**Request:**
Can you write out all the records again, swapping "thickest" for "widest" and leaving everything else untouched?

**Material provided:**
**********

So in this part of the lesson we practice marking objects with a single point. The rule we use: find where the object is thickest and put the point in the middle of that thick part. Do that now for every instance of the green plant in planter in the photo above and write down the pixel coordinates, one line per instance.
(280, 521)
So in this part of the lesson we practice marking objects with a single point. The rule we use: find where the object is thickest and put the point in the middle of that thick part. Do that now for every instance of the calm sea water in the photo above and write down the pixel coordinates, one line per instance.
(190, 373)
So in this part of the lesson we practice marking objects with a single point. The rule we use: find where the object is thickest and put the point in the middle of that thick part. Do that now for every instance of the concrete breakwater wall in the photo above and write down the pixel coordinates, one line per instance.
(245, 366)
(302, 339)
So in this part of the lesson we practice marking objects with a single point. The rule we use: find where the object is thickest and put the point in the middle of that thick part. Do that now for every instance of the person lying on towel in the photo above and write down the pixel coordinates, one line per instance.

**********

**Solution for this exercise:**
So in this part of the lesson we practice marking objects with a single point. The rule we use: find where the object is widest and put the point in the middle of that thick part. Do that now for every instance of the green plant in planter in the photo above and write down the pixel coordinates, one line per instance.
(280, 521)
So in this part of the lesson we practice marking objects with a single point. The rule we use: find where the object is widest and put the point in the middle of that thick part. Do that now for every instance of the calm sea water in the photo above and write down the pixel coordinates, one line per instance.
(190, 373)
So in this part of the lesson we practice marking objects with a single point. The rule we use: find where the object is widest and put the point in the middle of that thick part. Do that now for every instance of the concrete breakwater wall in the photo above and write down the pixel coordinates, one line per instance.
(245, 366)
(302, 339)
So in this part of the lesson we practice marking objects with a single point. The rule we use: find where the object is widest and put the point in the middle of that thick part. Do that now for every instance of the person lying on towel in the photo above and write down the pixel coordinates, one line per instance.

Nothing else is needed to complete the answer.